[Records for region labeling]
|---|

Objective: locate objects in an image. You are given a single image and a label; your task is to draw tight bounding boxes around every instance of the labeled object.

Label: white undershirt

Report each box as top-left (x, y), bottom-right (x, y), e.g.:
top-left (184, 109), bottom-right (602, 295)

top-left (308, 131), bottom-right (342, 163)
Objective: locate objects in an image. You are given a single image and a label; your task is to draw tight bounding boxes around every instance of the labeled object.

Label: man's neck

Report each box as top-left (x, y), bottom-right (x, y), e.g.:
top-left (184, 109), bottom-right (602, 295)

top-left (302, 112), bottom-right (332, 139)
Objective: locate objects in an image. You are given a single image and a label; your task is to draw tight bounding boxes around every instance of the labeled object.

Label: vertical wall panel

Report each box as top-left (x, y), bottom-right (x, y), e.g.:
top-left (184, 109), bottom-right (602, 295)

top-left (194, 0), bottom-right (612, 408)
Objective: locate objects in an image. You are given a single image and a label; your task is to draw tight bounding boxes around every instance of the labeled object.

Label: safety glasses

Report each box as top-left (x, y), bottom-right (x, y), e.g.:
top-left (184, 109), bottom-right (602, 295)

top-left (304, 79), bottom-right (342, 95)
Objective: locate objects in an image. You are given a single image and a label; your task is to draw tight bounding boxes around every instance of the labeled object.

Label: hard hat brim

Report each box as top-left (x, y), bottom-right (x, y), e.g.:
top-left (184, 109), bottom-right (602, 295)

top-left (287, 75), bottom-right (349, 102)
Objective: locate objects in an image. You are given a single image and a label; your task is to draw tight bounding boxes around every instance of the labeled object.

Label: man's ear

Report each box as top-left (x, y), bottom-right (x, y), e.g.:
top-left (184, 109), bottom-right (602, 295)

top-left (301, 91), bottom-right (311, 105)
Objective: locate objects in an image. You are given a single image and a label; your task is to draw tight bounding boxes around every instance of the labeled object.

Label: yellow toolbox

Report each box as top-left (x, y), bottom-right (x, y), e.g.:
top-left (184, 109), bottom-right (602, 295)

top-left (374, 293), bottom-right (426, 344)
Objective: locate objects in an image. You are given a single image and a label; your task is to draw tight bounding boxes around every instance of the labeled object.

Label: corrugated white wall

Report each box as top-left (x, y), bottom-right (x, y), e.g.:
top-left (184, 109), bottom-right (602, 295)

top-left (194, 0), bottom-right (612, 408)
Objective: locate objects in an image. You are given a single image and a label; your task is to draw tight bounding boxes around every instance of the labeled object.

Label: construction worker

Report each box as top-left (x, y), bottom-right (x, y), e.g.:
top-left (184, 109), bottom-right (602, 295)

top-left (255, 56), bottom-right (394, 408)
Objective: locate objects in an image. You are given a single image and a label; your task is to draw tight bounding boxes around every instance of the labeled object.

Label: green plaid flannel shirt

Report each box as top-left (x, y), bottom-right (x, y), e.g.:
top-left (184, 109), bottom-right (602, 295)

|---|

## WRITTEN REQUEST
Copy every line above word for word, with nothing left out or altered.

## RESULT OF THE TASK
Objective: locate objects in an image. You are given a single image and a label; your task is to draw tight bounding boxes around every instance of the labeled object.

Label: white undershirt

Report each box as top-left (x, y), bottom-right (x, y), e.g.:
top-left (184, 109), bottom-right (602, 295)

top-left (308, 131), bottom-right (342, 163)
Objective: locate objects in an image. You are given a single image and a label; your task is to draw tight bounding boxes around every instance of the labeled object.

Label: man's neck

Report each box as top-left (x, y), bottom-right (x, y), e.g.:
top-left (184, 109), bottom-right (602, 295)

top-left (302, 112), bottom-right (332, 139)
Objective: locate objects in an image. You are given a single image and a label; your task is to draw tight bounding boxes around every instance of the labeled object.

Label: vertical wall panel

Report each box as top-left (x, y), bottom-right (x, y), e.g.:
top-left (184, 109), bottom-right (602, 295)

top-left (194, 0), bottom-right (612, 408)
Objective: locate objects in an image. You are given a single image and a label; your task is to draw tight bounding boxes around every instance of the labeled object.

Label: safety glasses

Report each box as top-left (x, y), bottom-right (x, y), e.g.:
top-left (184, 109), bottom-right (602, 295)

top-left (304, 79), bottom-right (342, 95)
Objective: locate objects in an image. You are given a single image and a label; your task is to draw tight bounding boxes around every instance of the labeled object.

Label: hard hat brim

Report each box as top-left (x, y), bottom-right (x, y), e.g.:
top-left (184, 109), bottom-right (602, 295)

top-left (287, 75), bottom-right (349, 102)
Objective: locate objects in an image. You are given a single image and a label; your task is to draw tight bounding boxes around every instance of the labeled object.

Label: man's ear

Report each box as top-left (x, y), bottom-right (x, y), e.g.:
top-left (184, 109), bottom-right (602, 295)

top-left (301, 91), bottom-right (311, 105)
Objective: locate objects in an image. You are given a single image and a label; your task is to draw tight bounding boxes around every instance of the labeled object.

Label: yellow toolbox

Report each box as top-left (x, y), bottom-right (x, y), e.g.:
top-left (184, 109), bottom-right (602, 295)

top-left (374, 293), bottom-right (426, 344)
Objective: locate objects in an image. You are given a single image and a label; your task is to draw tight bounding boxes around every instance of the labeled object.

Label: corrugated white wall

Report each box as top-left (x, y), bottom-right (x, y), e.g.:
top-left (184, 109), bottom-right (602, 295)

top-left (194, 0), bottom-right (612, 408)
Objective: locate objects in an image. You are given a single image and a label; your task is to draw tight bounding boxes around every instance of the labeled object.

Label: construction worker

Report each box as top-left (x, y), bottom-right (x, y), e.g.:
top-left (184, 109), bottom-right (602, 295)

top-left (255, 56), bottom-right (394, 408)
Objective: locate objects in an image. You are given a single image and a label; your task is to draw tight bounding boxes around every instance of the labeled object.

Label: green plaid flannel shirt

Report each box as top-left (x, y), bottom-right (x, y), e.g.:
top-left (184, 109), bottom-right (602, 295)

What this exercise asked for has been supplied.